### [Problem]
Write out only the tail of the records, beginning at the line containing "the shrub in the photo above" and including the last line, exactly as written.

### [Task material]
◇ ◇ ◇

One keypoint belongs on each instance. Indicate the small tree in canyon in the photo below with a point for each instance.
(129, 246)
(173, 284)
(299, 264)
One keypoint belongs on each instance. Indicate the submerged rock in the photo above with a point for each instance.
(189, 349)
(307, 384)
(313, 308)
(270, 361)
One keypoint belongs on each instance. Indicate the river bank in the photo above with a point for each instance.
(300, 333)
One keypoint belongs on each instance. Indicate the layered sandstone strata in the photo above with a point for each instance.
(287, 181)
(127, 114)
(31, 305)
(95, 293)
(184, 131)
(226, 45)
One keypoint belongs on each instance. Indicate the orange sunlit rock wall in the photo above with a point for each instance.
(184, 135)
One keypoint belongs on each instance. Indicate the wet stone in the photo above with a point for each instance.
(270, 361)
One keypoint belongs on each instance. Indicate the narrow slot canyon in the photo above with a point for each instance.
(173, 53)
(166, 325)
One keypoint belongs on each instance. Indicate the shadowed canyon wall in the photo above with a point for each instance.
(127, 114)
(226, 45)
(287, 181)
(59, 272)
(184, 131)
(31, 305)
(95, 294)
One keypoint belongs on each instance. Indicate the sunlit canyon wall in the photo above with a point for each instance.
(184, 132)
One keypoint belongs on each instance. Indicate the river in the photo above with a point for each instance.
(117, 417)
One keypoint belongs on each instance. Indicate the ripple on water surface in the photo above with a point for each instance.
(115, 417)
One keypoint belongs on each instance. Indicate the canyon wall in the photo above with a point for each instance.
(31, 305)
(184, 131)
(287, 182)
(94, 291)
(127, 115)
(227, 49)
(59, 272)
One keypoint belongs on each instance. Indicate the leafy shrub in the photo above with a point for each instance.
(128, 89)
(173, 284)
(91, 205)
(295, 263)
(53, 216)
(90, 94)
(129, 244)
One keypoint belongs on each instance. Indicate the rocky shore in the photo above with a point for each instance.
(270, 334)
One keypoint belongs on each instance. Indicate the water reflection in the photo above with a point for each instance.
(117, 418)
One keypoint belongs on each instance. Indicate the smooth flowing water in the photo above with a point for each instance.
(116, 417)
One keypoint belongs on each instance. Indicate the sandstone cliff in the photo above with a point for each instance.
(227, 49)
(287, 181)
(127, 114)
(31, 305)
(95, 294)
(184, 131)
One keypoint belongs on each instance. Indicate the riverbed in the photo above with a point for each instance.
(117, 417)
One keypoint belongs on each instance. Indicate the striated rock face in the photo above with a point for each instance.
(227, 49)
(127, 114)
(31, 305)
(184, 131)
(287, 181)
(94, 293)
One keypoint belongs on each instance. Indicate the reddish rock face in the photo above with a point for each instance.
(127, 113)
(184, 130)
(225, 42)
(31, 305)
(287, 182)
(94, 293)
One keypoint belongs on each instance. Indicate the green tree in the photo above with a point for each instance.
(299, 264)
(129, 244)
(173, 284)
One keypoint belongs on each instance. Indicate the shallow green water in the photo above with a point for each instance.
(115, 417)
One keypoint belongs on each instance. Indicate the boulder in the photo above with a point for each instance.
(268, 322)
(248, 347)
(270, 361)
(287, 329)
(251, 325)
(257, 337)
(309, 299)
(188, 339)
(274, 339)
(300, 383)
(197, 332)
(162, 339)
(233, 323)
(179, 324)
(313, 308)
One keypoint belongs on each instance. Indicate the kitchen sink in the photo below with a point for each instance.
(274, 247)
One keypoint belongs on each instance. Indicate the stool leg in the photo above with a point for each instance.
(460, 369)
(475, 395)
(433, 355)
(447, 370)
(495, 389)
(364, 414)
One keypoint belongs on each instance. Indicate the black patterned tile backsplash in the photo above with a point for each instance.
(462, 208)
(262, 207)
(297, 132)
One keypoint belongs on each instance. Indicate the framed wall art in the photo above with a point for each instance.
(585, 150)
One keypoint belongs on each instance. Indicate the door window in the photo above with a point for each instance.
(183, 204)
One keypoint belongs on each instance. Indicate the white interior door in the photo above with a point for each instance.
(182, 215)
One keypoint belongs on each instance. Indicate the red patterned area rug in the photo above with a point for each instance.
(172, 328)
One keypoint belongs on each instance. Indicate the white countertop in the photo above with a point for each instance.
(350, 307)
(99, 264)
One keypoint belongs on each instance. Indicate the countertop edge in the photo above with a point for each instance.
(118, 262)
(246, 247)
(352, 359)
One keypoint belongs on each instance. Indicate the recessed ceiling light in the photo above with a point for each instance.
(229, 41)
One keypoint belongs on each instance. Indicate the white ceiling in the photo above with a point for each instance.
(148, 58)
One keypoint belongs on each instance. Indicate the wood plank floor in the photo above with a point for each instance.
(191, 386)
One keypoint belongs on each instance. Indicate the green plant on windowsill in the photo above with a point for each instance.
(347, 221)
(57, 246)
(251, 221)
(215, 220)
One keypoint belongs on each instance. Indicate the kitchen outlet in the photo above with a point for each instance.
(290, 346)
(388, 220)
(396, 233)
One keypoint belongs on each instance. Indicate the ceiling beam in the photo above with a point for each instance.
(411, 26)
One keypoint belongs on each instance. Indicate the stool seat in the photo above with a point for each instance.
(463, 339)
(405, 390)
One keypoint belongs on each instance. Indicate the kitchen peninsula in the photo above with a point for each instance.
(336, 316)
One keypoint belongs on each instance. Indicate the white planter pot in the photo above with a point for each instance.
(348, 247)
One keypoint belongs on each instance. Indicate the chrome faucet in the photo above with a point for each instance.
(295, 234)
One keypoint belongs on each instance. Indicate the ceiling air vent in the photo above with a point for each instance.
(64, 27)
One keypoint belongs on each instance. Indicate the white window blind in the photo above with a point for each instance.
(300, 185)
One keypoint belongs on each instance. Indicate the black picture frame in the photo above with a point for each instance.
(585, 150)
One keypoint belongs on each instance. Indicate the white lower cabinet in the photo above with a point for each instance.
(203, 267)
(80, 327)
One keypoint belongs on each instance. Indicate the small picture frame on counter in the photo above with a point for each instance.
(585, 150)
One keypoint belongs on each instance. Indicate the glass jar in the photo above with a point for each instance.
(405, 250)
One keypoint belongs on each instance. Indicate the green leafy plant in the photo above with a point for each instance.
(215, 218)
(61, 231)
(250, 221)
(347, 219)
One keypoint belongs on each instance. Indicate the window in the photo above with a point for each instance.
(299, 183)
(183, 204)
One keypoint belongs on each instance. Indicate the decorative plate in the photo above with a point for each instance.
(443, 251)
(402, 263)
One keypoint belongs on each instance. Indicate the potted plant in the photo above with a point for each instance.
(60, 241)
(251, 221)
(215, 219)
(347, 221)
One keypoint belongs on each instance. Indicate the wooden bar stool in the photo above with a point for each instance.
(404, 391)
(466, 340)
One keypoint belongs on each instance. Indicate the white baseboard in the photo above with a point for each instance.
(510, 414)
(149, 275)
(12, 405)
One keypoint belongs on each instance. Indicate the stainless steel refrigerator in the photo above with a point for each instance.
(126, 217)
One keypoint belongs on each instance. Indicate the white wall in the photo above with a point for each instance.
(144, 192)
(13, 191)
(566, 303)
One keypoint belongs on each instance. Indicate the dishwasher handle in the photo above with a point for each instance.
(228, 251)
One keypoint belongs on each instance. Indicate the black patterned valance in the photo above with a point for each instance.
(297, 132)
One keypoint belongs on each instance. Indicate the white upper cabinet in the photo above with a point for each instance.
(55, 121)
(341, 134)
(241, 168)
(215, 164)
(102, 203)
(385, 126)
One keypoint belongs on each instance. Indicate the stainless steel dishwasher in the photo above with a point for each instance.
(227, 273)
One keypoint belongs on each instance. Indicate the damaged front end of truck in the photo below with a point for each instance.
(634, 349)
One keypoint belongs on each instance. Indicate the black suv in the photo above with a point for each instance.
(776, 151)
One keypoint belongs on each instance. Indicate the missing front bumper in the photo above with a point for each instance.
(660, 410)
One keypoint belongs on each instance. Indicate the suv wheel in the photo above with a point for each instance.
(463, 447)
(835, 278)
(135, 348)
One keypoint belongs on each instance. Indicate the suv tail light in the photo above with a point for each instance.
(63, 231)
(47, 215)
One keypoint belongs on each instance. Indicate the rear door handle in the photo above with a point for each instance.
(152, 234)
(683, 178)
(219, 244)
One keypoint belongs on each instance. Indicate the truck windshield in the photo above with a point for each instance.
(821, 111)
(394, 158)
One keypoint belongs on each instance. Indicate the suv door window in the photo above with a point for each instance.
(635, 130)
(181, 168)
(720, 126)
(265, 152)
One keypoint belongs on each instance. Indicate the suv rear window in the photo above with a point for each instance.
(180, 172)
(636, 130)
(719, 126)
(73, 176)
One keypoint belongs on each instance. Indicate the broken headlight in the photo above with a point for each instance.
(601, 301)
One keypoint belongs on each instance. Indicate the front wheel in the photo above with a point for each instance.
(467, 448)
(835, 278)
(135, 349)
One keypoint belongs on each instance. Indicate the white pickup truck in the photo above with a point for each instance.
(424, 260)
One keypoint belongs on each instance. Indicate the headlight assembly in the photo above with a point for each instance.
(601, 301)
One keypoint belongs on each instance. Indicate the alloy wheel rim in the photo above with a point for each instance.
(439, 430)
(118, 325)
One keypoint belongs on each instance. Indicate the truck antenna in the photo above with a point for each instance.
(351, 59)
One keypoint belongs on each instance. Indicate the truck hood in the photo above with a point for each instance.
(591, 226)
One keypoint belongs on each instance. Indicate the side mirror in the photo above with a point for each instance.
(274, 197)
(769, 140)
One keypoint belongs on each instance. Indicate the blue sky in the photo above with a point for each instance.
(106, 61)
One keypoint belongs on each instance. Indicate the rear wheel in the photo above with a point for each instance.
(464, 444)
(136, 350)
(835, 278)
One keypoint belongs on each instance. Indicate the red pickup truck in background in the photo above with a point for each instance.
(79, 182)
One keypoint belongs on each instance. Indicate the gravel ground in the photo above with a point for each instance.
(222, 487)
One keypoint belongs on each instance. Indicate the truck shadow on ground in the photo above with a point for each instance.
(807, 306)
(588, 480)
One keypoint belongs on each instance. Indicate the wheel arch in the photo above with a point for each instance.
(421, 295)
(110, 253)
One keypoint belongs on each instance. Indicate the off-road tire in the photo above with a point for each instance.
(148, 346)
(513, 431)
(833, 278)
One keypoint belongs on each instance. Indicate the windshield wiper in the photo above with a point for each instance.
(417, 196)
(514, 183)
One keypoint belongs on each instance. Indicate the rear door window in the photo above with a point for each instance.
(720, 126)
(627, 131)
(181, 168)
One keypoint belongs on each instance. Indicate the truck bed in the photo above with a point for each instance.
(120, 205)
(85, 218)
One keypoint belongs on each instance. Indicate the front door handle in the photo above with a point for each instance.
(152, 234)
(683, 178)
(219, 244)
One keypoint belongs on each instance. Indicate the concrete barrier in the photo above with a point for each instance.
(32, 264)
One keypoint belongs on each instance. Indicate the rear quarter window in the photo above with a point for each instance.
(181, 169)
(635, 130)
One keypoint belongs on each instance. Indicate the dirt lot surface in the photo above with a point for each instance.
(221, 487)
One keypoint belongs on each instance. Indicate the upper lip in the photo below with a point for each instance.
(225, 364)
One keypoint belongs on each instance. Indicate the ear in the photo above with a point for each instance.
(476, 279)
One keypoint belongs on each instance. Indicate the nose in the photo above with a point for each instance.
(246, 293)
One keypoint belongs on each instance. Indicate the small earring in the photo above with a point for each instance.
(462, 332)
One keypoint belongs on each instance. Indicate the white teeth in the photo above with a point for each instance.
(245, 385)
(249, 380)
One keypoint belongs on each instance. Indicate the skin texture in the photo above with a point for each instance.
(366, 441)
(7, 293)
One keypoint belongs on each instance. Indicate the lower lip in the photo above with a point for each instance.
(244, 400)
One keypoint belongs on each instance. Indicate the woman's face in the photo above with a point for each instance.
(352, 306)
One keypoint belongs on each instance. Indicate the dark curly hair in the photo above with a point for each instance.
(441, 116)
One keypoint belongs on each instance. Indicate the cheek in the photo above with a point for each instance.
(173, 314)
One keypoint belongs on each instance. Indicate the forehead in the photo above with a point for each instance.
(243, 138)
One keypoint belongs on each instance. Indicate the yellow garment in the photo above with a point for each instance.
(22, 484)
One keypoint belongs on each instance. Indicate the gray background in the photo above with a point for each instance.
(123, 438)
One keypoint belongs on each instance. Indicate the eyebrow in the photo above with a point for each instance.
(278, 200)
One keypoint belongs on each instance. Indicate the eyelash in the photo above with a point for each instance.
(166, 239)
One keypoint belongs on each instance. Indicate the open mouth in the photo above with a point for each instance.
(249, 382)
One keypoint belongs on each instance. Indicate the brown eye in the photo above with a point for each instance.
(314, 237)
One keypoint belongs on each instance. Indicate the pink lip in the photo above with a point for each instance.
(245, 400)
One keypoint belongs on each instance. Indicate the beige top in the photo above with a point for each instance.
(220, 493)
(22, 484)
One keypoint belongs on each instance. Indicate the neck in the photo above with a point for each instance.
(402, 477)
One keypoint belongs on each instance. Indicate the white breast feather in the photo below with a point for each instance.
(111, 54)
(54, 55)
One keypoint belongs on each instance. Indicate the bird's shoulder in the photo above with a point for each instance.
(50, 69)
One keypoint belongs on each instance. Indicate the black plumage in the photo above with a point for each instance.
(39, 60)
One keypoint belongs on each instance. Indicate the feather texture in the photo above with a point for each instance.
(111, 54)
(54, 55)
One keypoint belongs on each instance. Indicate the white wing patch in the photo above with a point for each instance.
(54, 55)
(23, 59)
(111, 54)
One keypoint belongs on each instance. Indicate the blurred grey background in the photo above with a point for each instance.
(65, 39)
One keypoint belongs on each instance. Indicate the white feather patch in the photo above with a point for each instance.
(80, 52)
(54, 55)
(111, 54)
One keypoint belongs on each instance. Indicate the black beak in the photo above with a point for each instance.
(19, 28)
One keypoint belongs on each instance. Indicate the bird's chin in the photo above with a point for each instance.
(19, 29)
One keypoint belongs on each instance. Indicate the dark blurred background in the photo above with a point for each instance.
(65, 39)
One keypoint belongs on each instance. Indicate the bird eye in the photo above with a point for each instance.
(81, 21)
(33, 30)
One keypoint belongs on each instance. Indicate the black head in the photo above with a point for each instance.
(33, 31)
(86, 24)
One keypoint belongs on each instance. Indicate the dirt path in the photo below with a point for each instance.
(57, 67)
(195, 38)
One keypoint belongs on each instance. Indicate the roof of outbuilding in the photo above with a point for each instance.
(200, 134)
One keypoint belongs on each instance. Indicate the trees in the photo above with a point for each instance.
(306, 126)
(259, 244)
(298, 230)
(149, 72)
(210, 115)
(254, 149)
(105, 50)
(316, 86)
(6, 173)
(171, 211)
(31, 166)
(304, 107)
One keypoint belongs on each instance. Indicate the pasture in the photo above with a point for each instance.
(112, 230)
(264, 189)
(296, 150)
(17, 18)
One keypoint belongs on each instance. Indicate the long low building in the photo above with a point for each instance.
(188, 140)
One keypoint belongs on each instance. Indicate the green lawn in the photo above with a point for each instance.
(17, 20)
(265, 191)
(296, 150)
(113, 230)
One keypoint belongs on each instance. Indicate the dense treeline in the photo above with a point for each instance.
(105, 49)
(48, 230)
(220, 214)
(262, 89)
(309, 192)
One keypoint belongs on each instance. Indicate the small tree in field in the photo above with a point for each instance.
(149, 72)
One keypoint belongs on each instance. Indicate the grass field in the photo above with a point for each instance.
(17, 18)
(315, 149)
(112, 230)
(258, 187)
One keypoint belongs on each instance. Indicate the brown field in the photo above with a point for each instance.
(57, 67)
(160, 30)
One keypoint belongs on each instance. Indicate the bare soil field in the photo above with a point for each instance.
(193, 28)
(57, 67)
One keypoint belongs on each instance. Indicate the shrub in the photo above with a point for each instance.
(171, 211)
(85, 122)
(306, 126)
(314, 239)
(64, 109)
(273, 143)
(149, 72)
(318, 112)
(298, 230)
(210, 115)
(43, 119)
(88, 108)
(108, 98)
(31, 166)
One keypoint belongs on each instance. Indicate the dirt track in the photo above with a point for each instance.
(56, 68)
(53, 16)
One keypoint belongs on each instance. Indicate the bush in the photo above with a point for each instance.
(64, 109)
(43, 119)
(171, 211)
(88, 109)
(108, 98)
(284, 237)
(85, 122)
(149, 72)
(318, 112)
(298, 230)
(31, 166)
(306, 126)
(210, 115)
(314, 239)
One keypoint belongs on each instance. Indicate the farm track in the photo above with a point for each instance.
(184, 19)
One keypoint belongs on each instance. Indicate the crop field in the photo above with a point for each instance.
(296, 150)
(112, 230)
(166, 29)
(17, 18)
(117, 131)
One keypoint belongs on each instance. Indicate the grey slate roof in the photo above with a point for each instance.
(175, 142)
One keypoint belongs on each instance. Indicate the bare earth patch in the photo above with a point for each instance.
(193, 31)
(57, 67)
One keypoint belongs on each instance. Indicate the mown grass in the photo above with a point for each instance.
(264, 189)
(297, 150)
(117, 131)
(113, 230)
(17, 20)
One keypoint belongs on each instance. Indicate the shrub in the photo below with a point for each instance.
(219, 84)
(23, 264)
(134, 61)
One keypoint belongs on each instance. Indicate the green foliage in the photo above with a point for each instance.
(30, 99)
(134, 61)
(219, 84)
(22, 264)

◇ ◇ ◇

### [Finished answer]
One keypoint belongs on each instance. Indicate the shrub in the photo above with a point for each instance.
(171, 211)
(85, 122)
(306, 126)
(314, 239)
(64, 109)
(273, 143)
(149, 72)
(318, 112)
(298, 230)
(210, 115)
(43, 119)
(88, 108)
(108, 98)
(31, 166)
One keypoint belongs on each instance. Indicate the dirt track in the photo above with a point for each instance.
(56, 68)
(53, 16)
One keypoint belongs on each instance. Indicate the bush in the photo above with a point for each instance.
(64, 109)
(43, 119)
(171, 211)
(88, 109)
(108, 98)
(284, 237)
(85, 122)
(149, 72)
(318, 112)
(298, 230)
(31, 166)
(306, 126)
(210, 115)
(314, 239)
One keypoint belongs on each instance. Indicate the farm track in the photo above with a point for each instance.
(184, 19)
One keypoint belongs on each instance. Indicate the crop field in the photo above with a point for each instance.
(296, 150)
(112, 230)
(166, 29)
(17, 18)
(117, 131)
One keypoint belongs on each instance. Indicate the grey slate roof in the photo above with a point for each instance.
(175, 142)
One keypoint belongs on each instance. Indicate the bare earth patch in the photo above with a point for each instance.
(193, 31)
(57, 67)
One keypoint belongs on each instance. Indicate the mown grass in the photo above with a point for each instance.
(264, 189)
(297, 150)
(117, 131)
(113, 230)
(17, 20)
One keypoint belongs on each instance. Indicate the shrub in the photo below with a point for each instance.
(219, 84)
(23, 264)
(134, 61)
One keypoint belongs on each instance. Indicate the green foliage in the photo above with a point for each instance.
(30, 99)
(134, 61)
(219, 84)
(22, 264)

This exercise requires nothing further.